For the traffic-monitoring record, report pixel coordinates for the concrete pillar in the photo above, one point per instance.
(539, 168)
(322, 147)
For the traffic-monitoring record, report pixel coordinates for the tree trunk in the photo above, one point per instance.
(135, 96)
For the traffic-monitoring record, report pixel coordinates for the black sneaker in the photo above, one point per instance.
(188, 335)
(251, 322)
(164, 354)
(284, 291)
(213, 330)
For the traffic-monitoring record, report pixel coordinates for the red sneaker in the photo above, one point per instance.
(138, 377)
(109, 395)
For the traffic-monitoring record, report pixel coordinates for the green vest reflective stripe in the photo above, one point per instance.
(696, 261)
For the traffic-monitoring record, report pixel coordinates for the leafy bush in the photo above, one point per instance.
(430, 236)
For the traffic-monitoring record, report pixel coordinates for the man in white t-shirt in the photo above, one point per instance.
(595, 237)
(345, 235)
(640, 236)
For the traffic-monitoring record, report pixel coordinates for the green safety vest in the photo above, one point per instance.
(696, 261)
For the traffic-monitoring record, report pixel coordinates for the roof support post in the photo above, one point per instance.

# TASK BRIEF
Put all of the data above into a numbered list, one item per line, leaving out any blank lines.

# FINAL ANSWER
1. For the traffic-monitoring record, report pixel coordinates for the concrete pillar in the photo above, one point per instance.
2. (539, 168)
3. (322, 147)
4. For the traffic-monitoring record, report pixel coordinates for the tree trunk in the photo above, one point per instance.
5. (135, 96)
6. For the traffic-monitoring record, report pixel coordinates for the black sneaker in the photo above, one point per instance.
7. (188, 335)
8. (251, 322)
9. (164, 354)
10. (284, 291)
11. (213, 330)
12. For the traffic-monitoring record, report pixel coordinates for the red sneaker in the photo above, one point per instance.
13. (138, 377)
14. (109, 395)
15. For the traffic-monitoring record, report pixel coordinates for the green vest reflective stripe in the photo above, one point per instance.
16. (696, 261)
17. For the traffic-monitoring record, report pixel coordinates for the leafy bush in the photo above, one point per instance.
18. (430, 236)
19. For the traffic-monitoring record, report pixel coordinates for the man in white t-shirt in the photo above, one point per instance.
20. (595, 237)
21. (345, 235)
22. (640, 236)
23. For the traffic-monitoring record, report pixel coordinates for the green safety vest in the photo above, one point per instance.
24. (696, 261)
25. For the traffic-monitoring record, report pixel coordinates for the roof support post in the photo above, one point per instance.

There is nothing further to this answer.